EXERCISE AIM – Transcribe the material word for word, but without the images.

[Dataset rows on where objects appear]
-=-=-=-=-
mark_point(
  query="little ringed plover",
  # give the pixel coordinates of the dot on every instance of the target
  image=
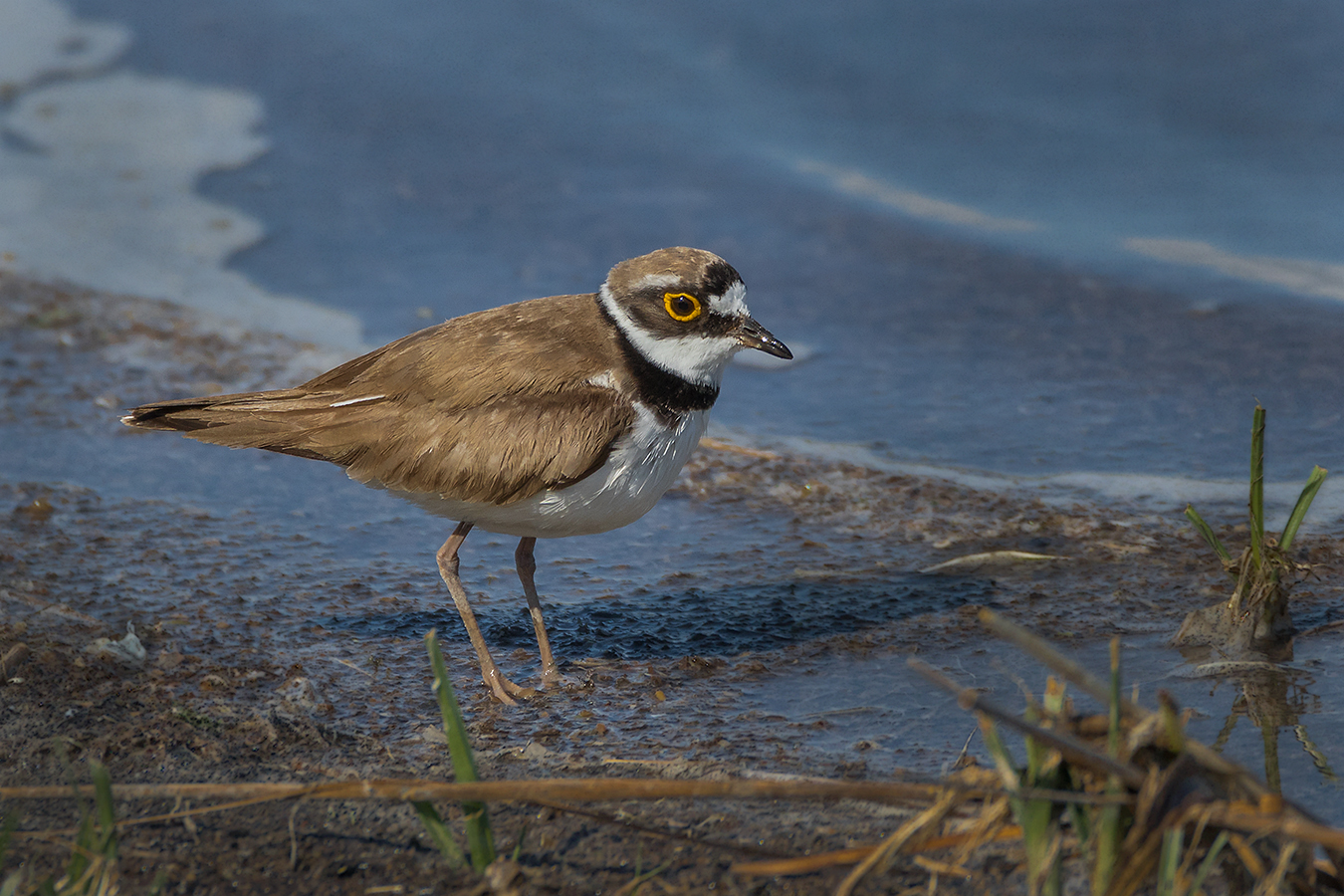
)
(553, 416)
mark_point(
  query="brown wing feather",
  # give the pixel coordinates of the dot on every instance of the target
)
(486, 407)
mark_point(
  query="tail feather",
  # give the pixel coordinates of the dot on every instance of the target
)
(287, 421)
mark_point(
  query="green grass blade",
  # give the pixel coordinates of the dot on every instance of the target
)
(440, 833)
(1304, 501)
(1109, 829)
(480, 841)
(1210, 860)
(1170, 861)
(1256, 503)
(1207, 533)
(107, 817)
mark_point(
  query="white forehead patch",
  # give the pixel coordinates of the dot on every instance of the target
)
(657, 280)
(733, 303)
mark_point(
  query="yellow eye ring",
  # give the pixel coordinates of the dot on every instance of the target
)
(682, 307)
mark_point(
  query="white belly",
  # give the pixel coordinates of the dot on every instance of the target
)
(640, 469)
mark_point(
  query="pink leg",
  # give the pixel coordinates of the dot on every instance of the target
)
(526, 564)
(503, 689)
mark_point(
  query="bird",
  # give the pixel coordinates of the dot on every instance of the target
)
(538, 419)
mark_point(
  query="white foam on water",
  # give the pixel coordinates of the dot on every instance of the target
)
(39, 39)
(1302, 276)
(97, 180)
(924, 207)
(1162, 493)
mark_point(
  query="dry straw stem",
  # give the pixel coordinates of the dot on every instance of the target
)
(553, 788)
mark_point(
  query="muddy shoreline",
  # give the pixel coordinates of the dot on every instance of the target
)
(238, 684)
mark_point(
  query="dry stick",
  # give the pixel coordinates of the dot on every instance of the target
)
(903, 834)
(553, 788)
(1099, 691)
(1063, 666)
(1071, 747)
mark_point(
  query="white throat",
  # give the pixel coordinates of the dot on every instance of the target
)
(696, 358)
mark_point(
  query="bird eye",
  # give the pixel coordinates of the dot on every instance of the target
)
-=-=-=-=-
THE REPLY –
mark_point(
  query="little ringed plover",
  # give the pixel coordinates of the dot on every instance of the target
  image=
)
(553, 416)
mark_point(
  query="brown wing feather",
  # give the pixel coordinates of the dot on every instance of the target
)
(486, 407)
mark_point(
  query="tail feather",
  # give the pixel coordinates of the dot on every instance of the target
)
(287, 421)
mark_point(
  query="green grass blade",
  # give the pixel coordinates of the dot on every instance of the target
)
(440, 833)
(1304, 501)
(1109, 829)
(480, 841)
(1210, 860)
(1170, 861)
(1256, 503)
(1207, 533)
(107, 817)
mark_point(
  query="white forehead patch",
  # give the pixel coordinates of the dot on every instance of the target
)
(657, 280)
(733, 303)
mark_point(
  query="yellow eye ring",
  # give the pixel coordinates of the dot on every instance of the target
)
(682, 307)
mark_point(
  query="white belly",
  # give the pixel coordinates of the dot on every instance of the target
)
(640, 469)
mark_point(
  query="pink leg",
  # give the pixel coordinates of the dot on every instance of the target
)
(526, 564)
(503, 689)
mark_point(
  query="bird",
  # give the pixel coordinates of the dot on every instance of the target
)
(538, 419)
mark_point(
  query="white foam on water",
  # give the pixel coordinates of the dot on every instance of the target
)
(39, 39)
(1302, 276)
(97, 180)
(924, 207)
(1162, 493)
mark_point(
  query="dry straw stem",
  # give the pixel coordinates of the dot on every instance of the target
)
(553, 788)
mark_point(
  query="muddy shoreline",
  # give the pixel coordinates of the dot on every instance of the target
)
(238, 684)
mark_point(
  query="dry stick",
  # give the pixel coordinates of the dot on every instance of the target
)
(903, 834)
(553, 788)
(1099, 691)
(1063, 666)
(1071, 747)
mark_point(
  query="white throat",
  # give the pixel coordinates of the dot on every instance of the target
)
(696, 358)
mark_point(
  query="bird eye",
  # give the pixel coordinates of the dot on every instance of the target
)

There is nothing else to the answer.